## What is being asked
Answer these questions about the debt limit statement:
1. How many jobs would a national default kill in North Carolina's Second District?
2. About how many Democratic colleagues did Congresswoman Ross join in calling on Republicans?
3. To what age would the "Default on America Act" raise the limit for the stricter SNAP work requirements?
----- Study text
Republicans’ “Default on America Act” would cut funding for schools, clean energy, and more

Today, Congresswoman Deborah Ross (NC-02) released the following statement after voting against House Republicans’ debt limit package, the “Default on America Act.” With passage of this legislation, Republicans are threatening a first-ever default on America’s bills unless their harmful demands are met. In North Carolina’s Second District alone, a national default would kill about 8,100 jobs, jeopardize Social Security payments for 59,000 families, and put health benefits at risk for 163,000 people who rely on Medicare, Medicaid, or Veterans Affairs health coverage.

“My Republican colleagues continue to hold the American economy hostage for political gain,” said Congresswoman Ross. “Defaulting on our debts would be catastrophic for our people and our economy. Not only are they threatening a default, but they are also using this opportunity to push a partisan package that will hurt American children and families – from cutting funding for schools, public safety, and food assistance programs to repealing historic clean energy investments. It’s time for Republicans to do the right thing: raise the debt ceiling just as Congress has done for decades.”

Congresswoman Ross joined nearly 200 of her Democratic colleagues in calling on Republicans to uphold the full faith and credit of the United States by allowing prompt floor consideration of legislation to raise the debt ceiling without any extraneous policies attached.

Specifically, the “Default on America Act” would:

  • Cut funding for K-12 education, veterans’ health care, Head Start, housing programs, law enforcement, rail safety, and other key programs.
  • Repeal the Inflation Reduction Act’s clean energy tax credits that are expected to save the average family over $1,000 per year in lower energy costs.
  • Eliminate additional funding that helps the IRS make sure the wealthiest Americans pay their fair share in taxes.
  • Kick older Americans off SNAP by raising the age limit for those who must meet the stricter work requirements from age 50 to 56.
----------
----- Extracted material
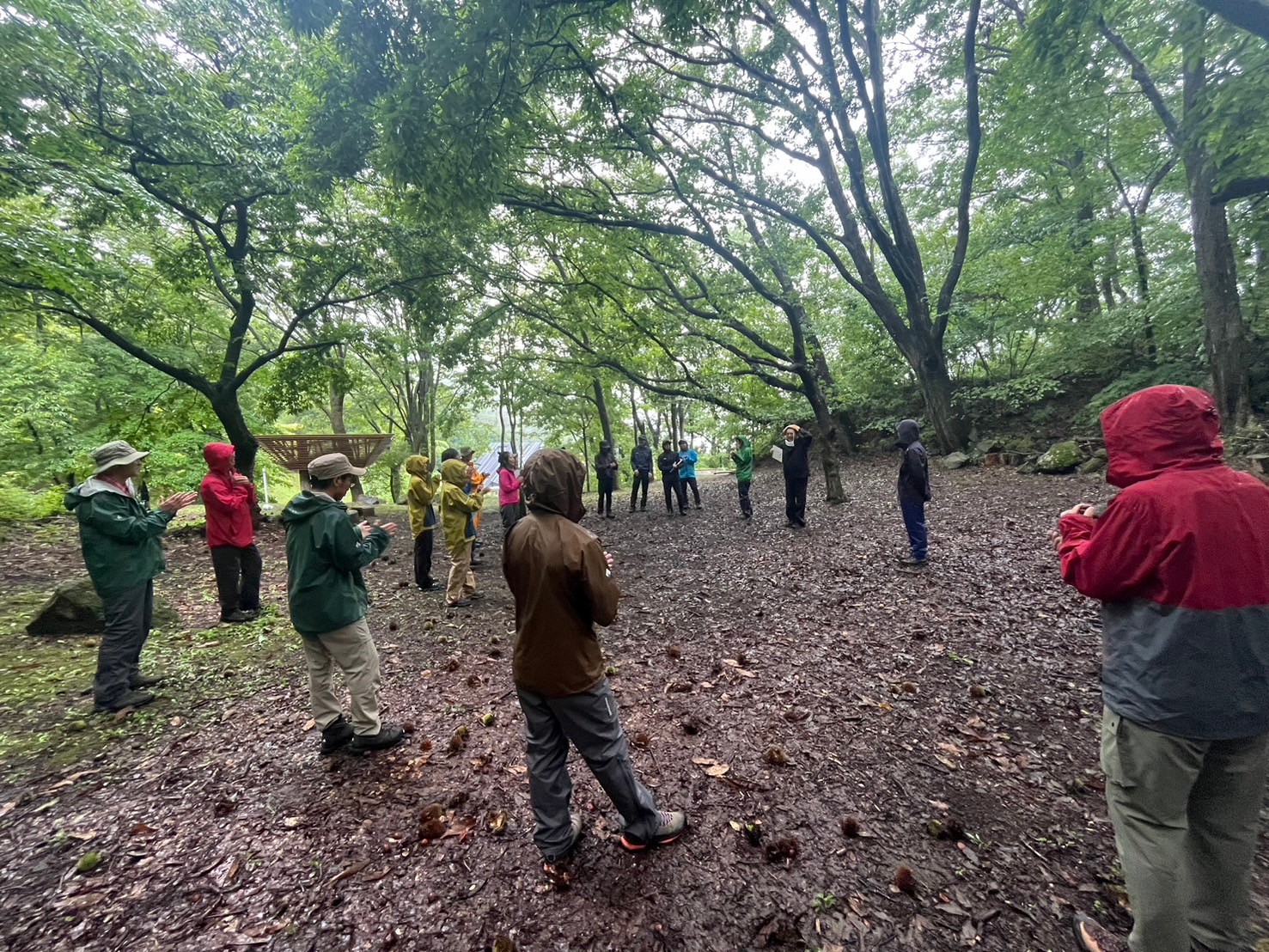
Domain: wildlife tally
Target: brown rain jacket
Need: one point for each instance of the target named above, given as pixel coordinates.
(558, 574)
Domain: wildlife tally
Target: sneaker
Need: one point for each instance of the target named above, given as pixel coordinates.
(132, 699)
(1090, 937)
(673, 824)
(335, 736)
(388, 736)
(575, 833)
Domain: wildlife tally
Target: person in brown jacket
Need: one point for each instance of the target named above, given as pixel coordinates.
(561, 580)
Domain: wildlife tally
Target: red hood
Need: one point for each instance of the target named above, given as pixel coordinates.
(1159, 430)
(218, 456)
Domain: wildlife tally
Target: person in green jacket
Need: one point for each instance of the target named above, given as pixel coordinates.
(742, 456)
(325, 556)
(423, 518)
(119, 537)
(457, 521)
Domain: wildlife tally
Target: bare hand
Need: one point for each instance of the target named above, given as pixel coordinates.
(1079, 510)
(175, 503)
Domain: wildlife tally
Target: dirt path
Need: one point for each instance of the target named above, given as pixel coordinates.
(962, 701)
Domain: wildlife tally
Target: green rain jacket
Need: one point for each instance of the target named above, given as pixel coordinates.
(457, 507)
(325, 556)
(744, 461)
(119, 534)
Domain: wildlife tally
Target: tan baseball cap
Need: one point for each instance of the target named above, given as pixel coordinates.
(332, 465)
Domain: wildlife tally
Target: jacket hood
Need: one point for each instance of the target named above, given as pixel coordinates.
(89, 488)
(218, 456)
(1159, 430)
(907, 433)
(552, 484)
(455, 473)
(305, 507)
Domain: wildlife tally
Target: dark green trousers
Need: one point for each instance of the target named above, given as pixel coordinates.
(1187, 816)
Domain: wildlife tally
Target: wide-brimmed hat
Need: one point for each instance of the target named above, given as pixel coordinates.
(116, 454)
(332, 465)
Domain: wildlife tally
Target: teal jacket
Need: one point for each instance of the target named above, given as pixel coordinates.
(325, 556)
(744, 461)
(119, 534)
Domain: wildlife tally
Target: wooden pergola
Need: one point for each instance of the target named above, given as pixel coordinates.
(295, 452)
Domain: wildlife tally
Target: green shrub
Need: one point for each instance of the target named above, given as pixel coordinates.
(1010, 396)
(1089, 417)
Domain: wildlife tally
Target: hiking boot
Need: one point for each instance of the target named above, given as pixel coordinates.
(673, 824)
(132, 699)
(388, 736)
(1090, 937)
(337, 736)
(575, 833)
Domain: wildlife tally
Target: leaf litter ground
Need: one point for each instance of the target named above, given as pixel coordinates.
(869, 758)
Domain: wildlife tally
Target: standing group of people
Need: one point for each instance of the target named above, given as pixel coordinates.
(1179, 560)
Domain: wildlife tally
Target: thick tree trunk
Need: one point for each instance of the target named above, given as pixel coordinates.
(833, 446)
(229, 412)
(949, 427)
(1213, 252)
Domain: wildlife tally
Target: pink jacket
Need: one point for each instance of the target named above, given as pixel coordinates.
(508, 488)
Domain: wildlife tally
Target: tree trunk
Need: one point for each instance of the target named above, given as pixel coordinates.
(606, 424)
(229, 412)
(949, 427)
(1213, 252)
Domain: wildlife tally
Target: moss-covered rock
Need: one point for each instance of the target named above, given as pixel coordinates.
(1060, 457)
(75, 608)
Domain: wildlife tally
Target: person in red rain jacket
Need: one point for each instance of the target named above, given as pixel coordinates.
(230, 499)
(1181, 564)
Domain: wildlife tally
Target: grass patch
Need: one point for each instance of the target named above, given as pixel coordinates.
(46, 705)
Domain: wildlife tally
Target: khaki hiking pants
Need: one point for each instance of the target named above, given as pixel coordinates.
(462, 582)
(1186, 818)
(353, 650)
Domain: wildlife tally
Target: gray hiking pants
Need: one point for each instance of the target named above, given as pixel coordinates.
(1187, 818)
(589, 720)
(127, 626)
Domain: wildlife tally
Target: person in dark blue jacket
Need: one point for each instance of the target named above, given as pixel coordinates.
(641, 466)
(688, 471)
(795, 455)
(914, 491)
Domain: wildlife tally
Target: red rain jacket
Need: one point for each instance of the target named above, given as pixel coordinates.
(1181, 561)
(229, 505)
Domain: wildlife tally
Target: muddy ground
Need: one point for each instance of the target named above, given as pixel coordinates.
(942, 723)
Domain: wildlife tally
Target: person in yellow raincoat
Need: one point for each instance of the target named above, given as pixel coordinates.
(475, 484)
(423, 518)
(458, 521)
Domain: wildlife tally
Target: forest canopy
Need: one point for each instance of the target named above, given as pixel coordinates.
(583, 221)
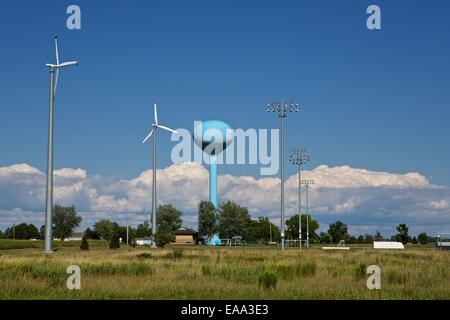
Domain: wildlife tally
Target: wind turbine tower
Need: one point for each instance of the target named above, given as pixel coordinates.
----------
## Answer to the problem
1. About 8,100 jobs.
2. Nearly 200.
3. From age 50 to 56.